### Exercise details
Find each line in the items below that contains the word "bucket" and copy it out. Letter case must match.

### Rows from an object-pointing dataset
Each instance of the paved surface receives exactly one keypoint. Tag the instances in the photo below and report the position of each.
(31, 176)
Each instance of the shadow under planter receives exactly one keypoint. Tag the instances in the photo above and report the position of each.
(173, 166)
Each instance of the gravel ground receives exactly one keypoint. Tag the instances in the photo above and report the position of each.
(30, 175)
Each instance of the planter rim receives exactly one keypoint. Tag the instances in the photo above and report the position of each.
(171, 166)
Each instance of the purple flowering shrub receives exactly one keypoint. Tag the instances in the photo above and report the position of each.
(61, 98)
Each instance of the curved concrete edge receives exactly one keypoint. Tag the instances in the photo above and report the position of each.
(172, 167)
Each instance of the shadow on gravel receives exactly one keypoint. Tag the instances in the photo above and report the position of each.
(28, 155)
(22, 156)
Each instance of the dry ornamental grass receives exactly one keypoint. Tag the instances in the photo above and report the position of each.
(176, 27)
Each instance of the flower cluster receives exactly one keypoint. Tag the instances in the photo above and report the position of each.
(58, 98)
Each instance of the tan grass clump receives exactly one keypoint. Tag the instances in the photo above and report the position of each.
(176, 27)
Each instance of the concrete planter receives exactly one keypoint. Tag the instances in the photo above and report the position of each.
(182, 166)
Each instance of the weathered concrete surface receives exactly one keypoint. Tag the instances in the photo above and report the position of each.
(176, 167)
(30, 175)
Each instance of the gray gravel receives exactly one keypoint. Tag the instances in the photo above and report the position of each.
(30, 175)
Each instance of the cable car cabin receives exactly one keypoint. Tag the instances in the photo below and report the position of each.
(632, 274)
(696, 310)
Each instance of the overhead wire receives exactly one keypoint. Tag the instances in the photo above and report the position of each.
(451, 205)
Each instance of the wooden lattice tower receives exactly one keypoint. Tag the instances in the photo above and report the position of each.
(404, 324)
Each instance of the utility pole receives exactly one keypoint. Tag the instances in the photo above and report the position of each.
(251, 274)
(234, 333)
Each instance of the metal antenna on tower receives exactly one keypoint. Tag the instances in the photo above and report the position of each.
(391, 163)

* * *

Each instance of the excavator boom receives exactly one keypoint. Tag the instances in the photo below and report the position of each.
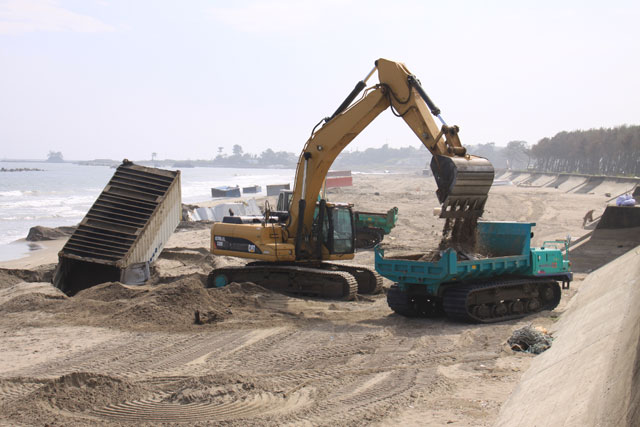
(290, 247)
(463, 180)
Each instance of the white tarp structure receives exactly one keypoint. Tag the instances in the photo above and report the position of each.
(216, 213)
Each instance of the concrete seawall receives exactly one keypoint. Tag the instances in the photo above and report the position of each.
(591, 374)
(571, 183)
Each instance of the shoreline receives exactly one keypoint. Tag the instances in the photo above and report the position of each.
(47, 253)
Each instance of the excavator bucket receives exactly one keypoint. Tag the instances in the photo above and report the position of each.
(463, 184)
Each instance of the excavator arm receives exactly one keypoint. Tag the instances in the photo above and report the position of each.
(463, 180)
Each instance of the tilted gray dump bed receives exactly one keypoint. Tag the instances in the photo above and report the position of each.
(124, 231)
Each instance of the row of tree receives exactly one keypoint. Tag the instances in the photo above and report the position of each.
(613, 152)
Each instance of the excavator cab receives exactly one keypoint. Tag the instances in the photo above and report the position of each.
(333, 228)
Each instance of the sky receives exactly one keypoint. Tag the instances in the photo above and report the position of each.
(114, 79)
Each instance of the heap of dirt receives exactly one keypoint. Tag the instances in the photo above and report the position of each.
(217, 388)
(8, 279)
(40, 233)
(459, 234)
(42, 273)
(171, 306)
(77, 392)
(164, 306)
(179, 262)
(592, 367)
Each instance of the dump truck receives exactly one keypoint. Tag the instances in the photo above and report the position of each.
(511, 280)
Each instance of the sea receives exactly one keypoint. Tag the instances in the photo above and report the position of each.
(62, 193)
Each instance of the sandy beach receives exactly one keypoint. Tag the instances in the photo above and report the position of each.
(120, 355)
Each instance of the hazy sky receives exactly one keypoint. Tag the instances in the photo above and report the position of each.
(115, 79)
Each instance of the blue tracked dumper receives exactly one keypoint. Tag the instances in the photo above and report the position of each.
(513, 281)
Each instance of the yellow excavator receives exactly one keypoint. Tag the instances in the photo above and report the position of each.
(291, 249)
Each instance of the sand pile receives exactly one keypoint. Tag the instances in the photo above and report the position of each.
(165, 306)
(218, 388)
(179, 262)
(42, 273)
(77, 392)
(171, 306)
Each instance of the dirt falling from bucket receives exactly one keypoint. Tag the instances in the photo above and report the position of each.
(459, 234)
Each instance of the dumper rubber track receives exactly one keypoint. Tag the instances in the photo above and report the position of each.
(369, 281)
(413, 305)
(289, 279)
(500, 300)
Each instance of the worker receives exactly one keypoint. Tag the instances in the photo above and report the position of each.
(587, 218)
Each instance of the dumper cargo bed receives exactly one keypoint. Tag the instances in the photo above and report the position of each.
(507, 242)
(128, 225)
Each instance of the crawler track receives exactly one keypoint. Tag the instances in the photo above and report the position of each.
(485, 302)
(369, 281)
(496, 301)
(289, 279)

### Output below
Each instance of the excavator bucket receives exactly one keypoint. Tag the instances in the photo above and report the position of each.
Each instance of the dirt falling from bucket receives exactly one keypoint. Tag the instances in the photo above and report the position of each.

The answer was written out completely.